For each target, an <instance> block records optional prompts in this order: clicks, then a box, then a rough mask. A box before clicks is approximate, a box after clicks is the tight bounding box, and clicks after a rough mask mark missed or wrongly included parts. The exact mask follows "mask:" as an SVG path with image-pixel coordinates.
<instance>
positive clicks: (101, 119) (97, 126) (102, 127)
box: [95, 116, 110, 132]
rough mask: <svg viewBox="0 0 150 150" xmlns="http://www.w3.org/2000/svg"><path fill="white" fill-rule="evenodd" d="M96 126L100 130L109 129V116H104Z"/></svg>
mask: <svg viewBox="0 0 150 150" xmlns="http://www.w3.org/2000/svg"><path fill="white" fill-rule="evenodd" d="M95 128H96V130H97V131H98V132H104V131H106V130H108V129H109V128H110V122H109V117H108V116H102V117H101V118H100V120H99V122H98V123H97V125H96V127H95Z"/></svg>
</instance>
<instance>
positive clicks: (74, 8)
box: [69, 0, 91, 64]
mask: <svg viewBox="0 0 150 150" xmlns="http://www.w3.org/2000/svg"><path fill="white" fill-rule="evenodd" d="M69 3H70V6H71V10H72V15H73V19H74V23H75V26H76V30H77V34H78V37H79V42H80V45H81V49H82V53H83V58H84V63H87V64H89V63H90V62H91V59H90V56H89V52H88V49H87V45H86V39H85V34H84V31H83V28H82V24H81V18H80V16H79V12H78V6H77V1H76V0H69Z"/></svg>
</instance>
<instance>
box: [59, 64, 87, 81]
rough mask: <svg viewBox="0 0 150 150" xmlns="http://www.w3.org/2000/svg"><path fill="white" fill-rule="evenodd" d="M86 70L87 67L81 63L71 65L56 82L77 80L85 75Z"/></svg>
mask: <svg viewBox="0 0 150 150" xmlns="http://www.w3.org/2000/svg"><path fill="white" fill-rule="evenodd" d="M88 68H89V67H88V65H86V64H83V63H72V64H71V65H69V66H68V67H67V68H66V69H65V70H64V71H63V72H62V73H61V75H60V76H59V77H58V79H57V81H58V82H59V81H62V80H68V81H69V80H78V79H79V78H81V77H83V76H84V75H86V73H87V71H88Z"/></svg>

☆ ☆ ☆ ☆ ☆ ☆ ☆

● Task statement
Write out the whole listing again. Match it word for word.

● Completed task
For each target, an <instance> block records optional prompts in this order: clicks, then a box, then a rough mask. A box before clicks is approximate, a box after clicks is the tight bounding box, and clicks after a rough mask mark missed or wrongly included parts. The exact mask follows "mask:" as an SVG path with image-pixel coordinates.
<instance>
positive clicks: (101, 119) (97, 126) (102, 127)
box: [95, 116, 110, 132]
rough mask: <svg viewBox="0 0 150 150" xmlns="http://www.w3.org/2000/svg"><path fill="white" fill-rule="evenodd" d="M96 126L100 130L109 129V116H104Z"/></svg>
mask: <svg viewBox="0 0 150 150" xmlns="http://www.w3.org/2000/svg"><path fill="white" fill-rule="evenodd" d="M95 128H96V130H97V131H98V132H104V131H106V130H108V129H109V128H110V122H109V117H108V116H102V117H101V118H100V120H99V122H98V123H97V125H96V127H95Z"/></svg>
</instance>
<instance>
positive clicks: (74, 8)
box: [69, 0, 91, 64]
mask: <svg viewBox="0 0 150 150" xmlns="http://www.w3.org/2000/svg"><path fill="white" fill-rule="evenodd" d="M69 3H70V6H71V10H72V15H73V19H74V23H75V26H76V30H77V34H78V37H79V42H80V45H81V49H82V53H83V58H84V63H87V64H89V63H90V62H91V59H90V56H89V52H88V49H87V45H86V39H85V34H84V31H83V28H82V24H81V18H80V16H79V12H78V6H77V1H76V0H69Z"/></svg>
</instance>
<instance>
box: [59, 64, 87, 81]
rough mask: <svg viewBox="0 0 150 150" xmlns="http://www.w3.org/2000/svg"><path fill="white" fill-rule="evenodd" d="M86 70L87 67L81 63L71 65L56 82L77 80L85 75Z"/></svg>
mask: <svg viewBox="0 0 150 150" xmlns="http://www.w3.org/2000/svg"><path fill="white" fill-rule="evenodd" d="M88 68H89V67H88V65H86V64H83V63H72V64H71V65H69V66H68V67H67V68H66V69H65V70H64V71H63V72H62V73H61V75H60V76H59V77H58V79H57V81H58V82H59V81H62V80H68V81H69V80H78V79H79V78H81V77H83V76H84V75H86V73H87V71H88Z"/></svg>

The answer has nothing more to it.